WORK TO BE COMPLETED:
Gather every line in the rows below that contains the word "slender", and list those lines.
**** RECORDED DATA ****
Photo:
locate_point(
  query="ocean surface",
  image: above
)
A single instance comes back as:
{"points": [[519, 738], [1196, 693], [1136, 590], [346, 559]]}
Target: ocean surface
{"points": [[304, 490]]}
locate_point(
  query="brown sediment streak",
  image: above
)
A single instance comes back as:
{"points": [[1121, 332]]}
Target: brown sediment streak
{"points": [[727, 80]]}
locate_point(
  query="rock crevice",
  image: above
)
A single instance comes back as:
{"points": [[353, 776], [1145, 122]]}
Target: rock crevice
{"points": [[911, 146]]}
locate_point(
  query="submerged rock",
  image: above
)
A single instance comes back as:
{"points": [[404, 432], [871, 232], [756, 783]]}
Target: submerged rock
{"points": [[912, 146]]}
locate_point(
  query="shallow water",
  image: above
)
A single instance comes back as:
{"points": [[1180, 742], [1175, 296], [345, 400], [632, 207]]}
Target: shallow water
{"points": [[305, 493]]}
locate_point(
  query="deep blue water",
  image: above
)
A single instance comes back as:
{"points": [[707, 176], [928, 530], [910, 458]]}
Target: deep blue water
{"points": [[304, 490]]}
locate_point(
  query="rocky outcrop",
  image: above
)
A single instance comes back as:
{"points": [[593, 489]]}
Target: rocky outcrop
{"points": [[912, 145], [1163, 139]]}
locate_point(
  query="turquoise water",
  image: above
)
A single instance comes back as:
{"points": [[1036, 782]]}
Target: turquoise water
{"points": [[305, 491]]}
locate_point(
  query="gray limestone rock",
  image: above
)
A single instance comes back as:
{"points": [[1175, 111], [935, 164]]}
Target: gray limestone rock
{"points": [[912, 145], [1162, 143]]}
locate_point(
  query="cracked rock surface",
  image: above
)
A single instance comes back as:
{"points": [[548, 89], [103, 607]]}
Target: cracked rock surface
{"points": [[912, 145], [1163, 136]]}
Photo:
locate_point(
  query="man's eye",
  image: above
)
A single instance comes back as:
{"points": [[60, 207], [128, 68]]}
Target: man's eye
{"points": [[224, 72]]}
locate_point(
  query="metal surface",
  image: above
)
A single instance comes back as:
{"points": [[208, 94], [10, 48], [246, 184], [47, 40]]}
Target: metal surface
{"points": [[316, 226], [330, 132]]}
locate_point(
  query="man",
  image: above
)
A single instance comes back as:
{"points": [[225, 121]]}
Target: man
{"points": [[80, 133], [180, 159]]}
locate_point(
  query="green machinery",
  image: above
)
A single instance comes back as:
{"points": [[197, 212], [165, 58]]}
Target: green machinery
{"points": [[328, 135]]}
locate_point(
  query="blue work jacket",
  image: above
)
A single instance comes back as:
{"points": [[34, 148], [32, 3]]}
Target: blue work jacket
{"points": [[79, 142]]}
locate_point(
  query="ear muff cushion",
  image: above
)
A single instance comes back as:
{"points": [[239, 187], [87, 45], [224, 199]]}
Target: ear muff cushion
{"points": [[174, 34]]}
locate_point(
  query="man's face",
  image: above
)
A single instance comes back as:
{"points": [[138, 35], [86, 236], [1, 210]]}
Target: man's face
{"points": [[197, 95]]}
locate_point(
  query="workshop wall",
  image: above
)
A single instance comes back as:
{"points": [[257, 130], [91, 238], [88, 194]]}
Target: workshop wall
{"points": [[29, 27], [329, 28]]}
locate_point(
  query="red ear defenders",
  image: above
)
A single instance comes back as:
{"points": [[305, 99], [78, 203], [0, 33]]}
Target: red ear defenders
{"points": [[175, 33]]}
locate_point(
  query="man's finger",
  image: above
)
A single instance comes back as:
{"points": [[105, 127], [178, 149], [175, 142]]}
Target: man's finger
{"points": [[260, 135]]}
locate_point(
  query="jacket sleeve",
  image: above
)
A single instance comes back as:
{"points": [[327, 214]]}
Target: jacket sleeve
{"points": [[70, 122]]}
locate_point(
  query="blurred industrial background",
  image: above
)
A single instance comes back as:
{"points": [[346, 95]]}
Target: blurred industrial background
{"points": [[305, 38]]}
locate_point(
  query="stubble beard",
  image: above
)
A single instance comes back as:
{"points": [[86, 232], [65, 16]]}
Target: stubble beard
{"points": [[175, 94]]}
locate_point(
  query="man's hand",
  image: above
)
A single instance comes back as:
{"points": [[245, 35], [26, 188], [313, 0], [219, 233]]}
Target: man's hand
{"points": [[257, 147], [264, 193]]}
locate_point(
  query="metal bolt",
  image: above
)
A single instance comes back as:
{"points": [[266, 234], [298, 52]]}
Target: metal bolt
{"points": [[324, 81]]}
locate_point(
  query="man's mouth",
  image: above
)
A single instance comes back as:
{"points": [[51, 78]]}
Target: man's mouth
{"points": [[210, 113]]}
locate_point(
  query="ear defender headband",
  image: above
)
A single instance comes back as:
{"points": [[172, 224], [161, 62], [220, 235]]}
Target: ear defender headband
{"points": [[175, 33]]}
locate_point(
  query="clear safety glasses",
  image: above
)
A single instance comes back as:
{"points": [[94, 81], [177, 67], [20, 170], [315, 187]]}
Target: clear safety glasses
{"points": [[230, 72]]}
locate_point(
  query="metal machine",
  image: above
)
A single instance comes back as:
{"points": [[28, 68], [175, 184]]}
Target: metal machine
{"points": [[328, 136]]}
****
**** RECORDED DATA ****
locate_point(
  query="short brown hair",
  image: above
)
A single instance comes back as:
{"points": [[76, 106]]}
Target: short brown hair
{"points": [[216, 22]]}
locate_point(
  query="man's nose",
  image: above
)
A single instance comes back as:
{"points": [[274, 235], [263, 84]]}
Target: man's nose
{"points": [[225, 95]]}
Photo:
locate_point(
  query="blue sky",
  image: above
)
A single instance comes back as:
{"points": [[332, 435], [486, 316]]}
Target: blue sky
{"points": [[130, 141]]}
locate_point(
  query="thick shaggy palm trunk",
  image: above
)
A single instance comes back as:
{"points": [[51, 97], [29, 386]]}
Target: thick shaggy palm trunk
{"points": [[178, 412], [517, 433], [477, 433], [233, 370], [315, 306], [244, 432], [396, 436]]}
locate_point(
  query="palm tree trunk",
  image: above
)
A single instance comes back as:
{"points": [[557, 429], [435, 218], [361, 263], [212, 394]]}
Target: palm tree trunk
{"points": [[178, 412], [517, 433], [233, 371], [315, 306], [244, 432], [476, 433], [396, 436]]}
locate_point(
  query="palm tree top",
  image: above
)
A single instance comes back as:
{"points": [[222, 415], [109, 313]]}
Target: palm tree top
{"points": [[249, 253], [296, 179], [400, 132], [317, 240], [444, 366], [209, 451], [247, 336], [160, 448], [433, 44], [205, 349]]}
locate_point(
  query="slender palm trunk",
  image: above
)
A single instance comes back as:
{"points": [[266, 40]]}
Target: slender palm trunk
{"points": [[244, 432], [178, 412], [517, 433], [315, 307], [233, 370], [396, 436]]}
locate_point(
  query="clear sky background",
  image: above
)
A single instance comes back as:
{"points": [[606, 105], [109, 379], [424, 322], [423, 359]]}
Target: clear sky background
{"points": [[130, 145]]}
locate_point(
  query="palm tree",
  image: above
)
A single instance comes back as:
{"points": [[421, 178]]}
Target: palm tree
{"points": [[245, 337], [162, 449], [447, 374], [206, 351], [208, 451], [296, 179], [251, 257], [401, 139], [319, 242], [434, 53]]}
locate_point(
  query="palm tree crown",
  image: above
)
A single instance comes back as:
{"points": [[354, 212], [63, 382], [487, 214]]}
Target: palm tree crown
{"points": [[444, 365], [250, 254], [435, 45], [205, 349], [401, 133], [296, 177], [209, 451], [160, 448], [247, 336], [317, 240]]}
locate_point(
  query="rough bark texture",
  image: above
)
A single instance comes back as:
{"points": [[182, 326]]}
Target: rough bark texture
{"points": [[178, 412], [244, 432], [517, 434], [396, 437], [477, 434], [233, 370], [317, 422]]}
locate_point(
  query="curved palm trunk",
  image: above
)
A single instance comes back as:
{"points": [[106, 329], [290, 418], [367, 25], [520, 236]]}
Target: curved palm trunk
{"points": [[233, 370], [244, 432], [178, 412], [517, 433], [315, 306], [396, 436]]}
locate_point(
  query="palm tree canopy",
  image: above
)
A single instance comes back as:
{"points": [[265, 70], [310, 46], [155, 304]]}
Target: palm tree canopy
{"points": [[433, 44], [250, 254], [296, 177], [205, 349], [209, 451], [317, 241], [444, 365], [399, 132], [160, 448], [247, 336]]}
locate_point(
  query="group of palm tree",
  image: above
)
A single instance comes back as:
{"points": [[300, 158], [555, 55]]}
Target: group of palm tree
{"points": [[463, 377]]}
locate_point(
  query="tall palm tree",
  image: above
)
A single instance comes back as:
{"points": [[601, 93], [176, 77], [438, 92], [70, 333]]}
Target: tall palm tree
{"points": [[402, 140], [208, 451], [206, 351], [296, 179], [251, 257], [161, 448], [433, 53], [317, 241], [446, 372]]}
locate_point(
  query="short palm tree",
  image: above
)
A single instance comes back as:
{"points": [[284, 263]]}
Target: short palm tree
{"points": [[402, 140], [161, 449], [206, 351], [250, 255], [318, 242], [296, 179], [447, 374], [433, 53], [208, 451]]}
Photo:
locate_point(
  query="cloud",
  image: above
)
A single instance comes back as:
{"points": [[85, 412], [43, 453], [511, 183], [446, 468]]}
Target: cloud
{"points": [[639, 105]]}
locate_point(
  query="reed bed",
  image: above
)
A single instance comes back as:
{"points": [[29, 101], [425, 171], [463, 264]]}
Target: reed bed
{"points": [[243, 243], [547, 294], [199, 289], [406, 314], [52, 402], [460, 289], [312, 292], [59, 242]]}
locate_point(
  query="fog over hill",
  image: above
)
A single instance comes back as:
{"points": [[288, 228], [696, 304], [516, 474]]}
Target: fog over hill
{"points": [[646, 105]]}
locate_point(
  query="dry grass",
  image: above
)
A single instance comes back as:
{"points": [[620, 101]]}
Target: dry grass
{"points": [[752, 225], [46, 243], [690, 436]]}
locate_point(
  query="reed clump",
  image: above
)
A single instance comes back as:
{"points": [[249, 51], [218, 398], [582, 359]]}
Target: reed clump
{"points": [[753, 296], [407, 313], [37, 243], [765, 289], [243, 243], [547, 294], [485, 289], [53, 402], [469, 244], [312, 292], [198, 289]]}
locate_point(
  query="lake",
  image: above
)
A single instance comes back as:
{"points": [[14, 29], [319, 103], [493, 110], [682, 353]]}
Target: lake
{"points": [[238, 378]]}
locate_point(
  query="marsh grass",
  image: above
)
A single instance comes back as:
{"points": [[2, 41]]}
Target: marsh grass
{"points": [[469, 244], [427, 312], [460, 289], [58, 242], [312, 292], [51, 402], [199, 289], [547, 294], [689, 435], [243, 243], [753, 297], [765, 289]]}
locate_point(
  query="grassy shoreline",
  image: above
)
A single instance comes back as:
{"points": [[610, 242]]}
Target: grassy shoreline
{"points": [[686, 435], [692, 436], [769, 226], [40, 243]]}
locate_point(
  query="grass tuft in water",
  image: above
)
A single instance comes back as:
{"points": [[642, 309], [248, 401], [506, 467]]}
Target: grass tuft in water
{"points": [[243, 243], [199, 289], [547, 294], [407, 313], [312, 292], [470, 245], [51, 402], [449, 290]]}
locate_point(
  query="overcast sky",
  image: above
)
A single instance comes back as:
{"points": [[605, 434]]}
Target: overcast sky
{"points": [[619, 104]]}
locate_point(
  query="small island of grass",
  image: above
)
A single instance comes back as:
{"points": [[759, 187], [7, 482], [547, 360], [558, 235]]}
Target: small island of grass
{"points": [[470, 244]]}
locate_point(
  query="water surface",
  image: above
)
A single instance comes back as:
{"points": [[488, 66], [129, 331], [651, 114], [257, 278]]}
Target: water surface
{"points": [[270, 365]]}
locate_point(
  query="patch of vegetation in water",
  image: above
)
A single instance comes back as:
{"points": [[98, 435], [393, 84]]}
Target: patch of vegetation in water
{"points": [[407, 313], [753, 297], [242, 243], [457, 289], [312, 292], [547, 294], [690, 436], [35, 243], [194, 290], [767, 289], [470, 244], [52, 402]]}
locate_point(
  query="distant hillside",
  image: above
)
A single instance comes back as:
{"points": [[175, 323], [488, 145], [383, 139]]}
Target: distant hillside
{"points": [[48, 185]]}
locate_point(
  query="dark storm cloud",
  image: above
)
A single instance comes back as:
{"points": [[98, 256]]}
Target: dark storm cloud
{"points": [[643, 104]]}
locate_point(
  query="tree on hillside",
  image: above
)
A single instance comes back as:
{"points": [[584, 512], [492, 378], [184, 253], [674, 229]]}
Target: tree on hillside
****
EXERCISE OUTPUT:
  query="slender palm trunk",
Target: slender palm trunk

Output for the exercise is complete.